* _Consignes et exigences_
Dans l'extrait à lire, à quelle peine le client mentionné dans l'affaire d'assassinat avait-il été condamné en instance ?

* _Extrait à lire_
Une autre justice est possible par Bruno DAYEZ

Une autre justice est possible, par Bruno Dayez, Bruxelles, Samsa édition, 2024, 116 pages, 18 euros.

Et si l’on cessait de juger du système d’un point de vue purement intellectuel ? Et si l’on commençait d’en juger par ce qu’en vivent les justiciables ?

(...)

Car si le système de justice pénale ne se prétendait pas juste, en quelque sorte, par essence, il perdrait d’office la plus grande part de sa légitimité et n’apparaîtrait plus que pour ce qu’il est : une machine à punir au service de l’ordre établi.

« Attendu que les faits sont demeurés établis tels que libellés à la citation ;

Attendu que la peine arbitrée par le premier juge correspond aux nécessités d'une juste répression ;

Par ces motifs,

Confirme le jugement a quodans toutes ses dispositions ».

C'est ainsi que, dans une affaire d'assassinat, dans laquelle mon client avait été condamné en instance à vingt ans de prison, la Cour militaire a répondu aux quarante pages de conclusions que j'avais déposées pour démontrer qu'aucun de ses huit aveux – qui présentaient tous des différences notables – n'étaient crédibles. Ne dit-on pas que la justice militaire est à la justice ce que la musique militaire est à la musique... ?

* _Informations extraites_
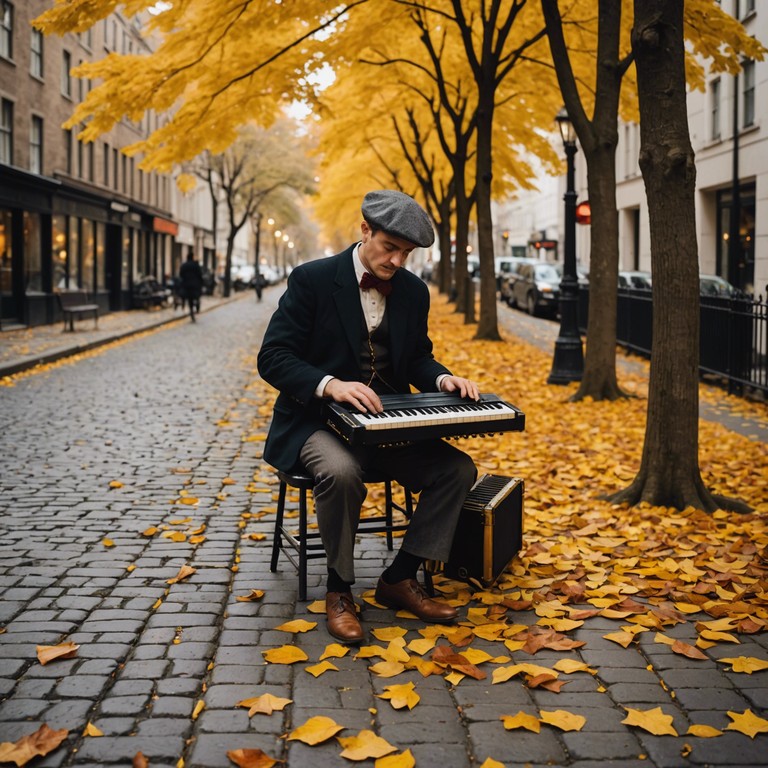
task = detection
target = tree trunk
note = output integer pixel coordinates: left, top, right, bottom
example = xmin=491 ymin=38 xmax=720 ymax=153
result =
xmin=611 ymin=0 xmax=748 ymax=512
xmin=475 ymin=82 xmax=501 ymax=341
xmin=541 ymin=0 xmax=626 ymax=400
xmin=572 ymin=140 xmax=624 ymax=400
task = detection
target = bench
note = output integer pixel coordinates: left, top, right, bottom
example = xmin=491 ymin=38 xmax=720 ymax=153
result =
xmin=133 ymin=277 xmax=171 ymax=309
xmin=56 ymin=290 xmax=99 ymax=331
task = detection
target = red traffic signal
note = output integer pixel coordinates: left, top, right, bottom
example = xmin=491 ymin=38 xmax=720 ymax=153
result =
xmin=576 ymin=200 xmax=592 ymax=224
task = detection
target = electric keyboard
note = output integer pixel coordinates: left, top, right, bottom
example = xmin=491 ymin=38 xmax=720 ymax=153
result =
xmin=324 ymin=392 xmax=525 ymax=448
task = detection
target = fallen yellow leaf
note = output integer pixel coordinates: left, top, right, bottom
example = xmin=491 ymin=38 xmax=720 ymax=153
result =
xmin=0 ymin=723 xmax=69 ymax=766
xmin=275 ymin=619 xmax=317 ymax=632
xmin=227 ymin=749 xmax=283 ymax=768
xmin=304 ymin=661 xmax=339 ymax=677
xmin=718 ymin=656 xmax=768 ymax=675
xmin=235 ymin=589 xmax=264 ymax=603
xmin=621 ymin=707 xmax=678 ymax=736
xmin=725 ymin=709 xmax=768 ymax=739
xmin=37 ymin=642 xmax=80 ymax=666
xmin=377 ymin=683 xmax=421 ymax=709
xmin=499 ymin=711 xmax=541 ymax=733
xmin=237 ymin=693 xmax=293 ymax=717
xmin=539 ymin=709 xmax=587 ymax=731
xmin=165 ymin=565 xmax=197 ymax=584
xmin=286 ymin=715 xmax=344 ymax=745
xmin=336 ymin=730 xmax=397 ymax=760
xmin=374 ymin=749 xmax=416 ymax=768
xmin=261 ymin=645 xmax=309 ymax=664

* _Réponse_
À vingt ans de prison.